Latoya Nontokozo Buthelezi, known professionally as Toya Delazy, is a London-based South African singer, producer, pianist, dancer and performer from KwaZulu-Natal. Delazy was nominated for Best International Act (Africa) at the 2013 BET Awards. Her debut studio album Due Drop was supported by five singles: "Pump It On", "Love Is in the Air", "Are You Gonna Stay?", "Heart" and "Memoriam". Following the album's release, Delazy took home two awards at the 2013 SAMAs, including Newcomer of the Year.

Biography and music career

Early life and career beginnings 
Delazy was born in KwaZulu-Natal, South Africa. She is the granddaughter of Mangosuthu Buthelezi, a Zulu chief and anti-apartheid icon, and the great-granddaughter of Princess Magogo, a Zulu princess and traditional composer. She attended a convent hostel at the age of 6 and learned to recite the Hail Mary. When she was nine years old, she started playing classical piano and composing music. Delazy grew up in a religious setting. She was raised by a single mother, who died in a car accident in 2008. In 2009, she matriculated from Domino Servite School. She played hockey for KwaZulu-Natal and won provincial awards for discus, but  lost interests in both games after the death of her mother. Delazy is a supporter of the Princess Mandisi Health Care Unit in Ulundi, a centre that takes care of people with HIV/AIDS.

Delazy got her first major break while performing at a live show. Producer Markus Els approached her and invited her to record a few songs at a studio. A demo of the songs she recorded was given to Vusi Leeuw, who later presented it to Sony Music Africa. Delazy signed a two-album record deal with Sony Music Africa on 19 April 2011. She made her first solo appearance at the 2011 Africa Day concert in Newtown, Johannesburg, performing alongside Baaba Maal, Habib Koite and Tumi and the Volume, among others.

========================

■ **Brief A**
List every single from the debut album named in the Toya Delazy biography.
■ **Brief B**
Using the Toya Delazy biography, state whether each statement agrees with it, answering yes or no and quoting the deciding words: (i) Delazy began playing classical piano at age nine. (ii) Her mother died in 2009. (iii) She signed a three-album deal with Sony Music Africa.
■ **Brief C**
Please reproduce a passage from the Toya Delazy biography word for word, beginning at the words "Delazy got her" and stopping after "Volume, among others.".

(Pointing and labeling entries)

========================

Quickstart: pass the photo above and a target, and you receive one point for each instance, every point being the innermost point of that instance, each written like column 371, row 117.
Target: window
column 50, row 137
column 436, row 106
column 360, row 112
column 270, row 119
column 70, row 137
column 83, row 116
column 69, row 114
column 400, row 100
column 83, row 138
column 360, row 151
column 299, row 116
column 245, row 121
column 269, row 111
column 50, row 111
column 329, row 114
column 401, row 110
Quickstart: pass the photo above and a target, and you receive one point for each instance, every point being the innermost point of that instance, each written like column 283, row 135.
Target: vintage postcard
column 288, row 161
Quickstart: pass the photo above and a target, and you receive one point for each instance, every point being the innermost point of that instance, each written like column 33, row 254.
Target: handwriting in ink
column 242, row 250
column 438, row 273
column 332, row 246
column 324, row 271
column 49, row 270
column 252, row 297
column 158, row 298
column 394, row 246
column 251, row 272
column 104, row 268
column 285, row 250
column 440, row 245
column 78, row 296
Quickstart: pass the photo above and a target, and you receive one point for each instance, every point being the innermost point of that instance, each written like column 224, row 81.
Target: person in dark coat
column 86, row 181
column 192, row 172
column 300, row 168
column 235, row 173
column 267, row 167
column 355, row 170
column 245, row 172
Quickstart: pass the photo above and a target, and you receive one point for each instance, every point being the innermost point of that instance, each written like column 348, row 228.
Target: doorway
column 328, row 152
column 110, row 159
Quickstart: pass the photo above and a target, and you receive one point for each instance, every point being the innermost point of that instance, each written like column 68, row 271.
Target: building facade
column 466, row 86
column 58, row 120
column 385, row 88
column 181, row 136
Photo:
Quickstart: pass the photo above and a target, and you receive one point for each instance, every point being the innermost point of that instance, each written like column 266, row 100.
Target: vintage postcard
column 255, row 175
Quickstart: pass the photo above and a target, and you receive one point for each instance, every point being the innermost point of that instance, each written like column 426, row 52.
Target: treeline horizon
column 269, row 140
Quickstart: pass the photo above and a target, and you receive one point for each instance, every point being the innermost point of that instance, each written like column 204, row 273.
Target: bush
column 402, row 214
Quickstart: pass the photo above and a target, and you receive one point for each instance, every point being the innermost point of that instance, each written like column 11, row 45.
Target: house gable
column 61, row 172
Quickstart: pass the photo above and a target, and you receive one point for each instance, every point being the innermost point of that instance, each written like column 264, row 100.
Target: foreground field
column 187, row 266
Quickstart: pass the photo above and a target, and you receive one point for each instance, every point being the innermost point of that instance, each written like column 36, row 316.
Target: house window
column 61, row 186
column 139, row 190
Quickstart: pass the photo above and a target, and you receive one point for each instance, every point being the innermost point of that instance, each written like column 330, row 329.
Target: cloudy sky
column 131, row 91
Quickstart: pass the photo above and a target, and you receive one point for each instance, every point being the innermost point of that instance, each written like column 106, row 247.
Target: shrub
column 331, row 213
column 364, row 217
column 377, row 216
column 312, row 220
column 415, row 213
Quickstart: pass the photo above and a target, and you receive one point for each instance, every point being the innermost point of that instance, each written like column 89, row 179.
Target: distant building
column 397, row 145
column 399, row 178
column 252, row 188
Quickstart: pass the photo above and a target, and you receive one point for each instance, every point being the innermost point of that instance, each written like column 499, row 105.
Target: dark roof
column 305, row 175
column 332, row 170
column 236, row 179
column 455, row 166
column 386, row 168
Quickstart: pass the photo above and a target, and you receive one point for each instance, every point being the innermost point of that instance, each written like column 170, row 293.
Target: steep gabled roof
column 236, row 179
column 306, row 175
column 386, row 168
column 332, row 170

========================

■ **Task response A**
"Pump It On", "Love Is in the Air", "Are You Gonna Stay?", "Heart", "Memoriam"

■ **Task response B**
(i) Yes: "When she was nine years old, she started playing classical piano and composing music."
(ii) No: "She was raised by a single mother, who died in a car accident in 2008."
(iii) No: "Delazy signed a two-album record deal with Sony Music Africa on 19 April 2011."

■ **Task response C**
Delazy got her first major break while performing at a live show. Producer Markus Els approached her and invited her to record a few songs at a studio. A demo of the songs she recorded was given to Vusi Leeuw, who later presented it to Sony Music Africa. Delazy signed a two-album record deal with Sony Music Africa on 19 April 2011. She made her first solo appearance at the 2011 Africa Day concert in Newtown, Johannesburg, performing alongside Baaba Maal, Habib Koite and Tumi and the Volume, among others.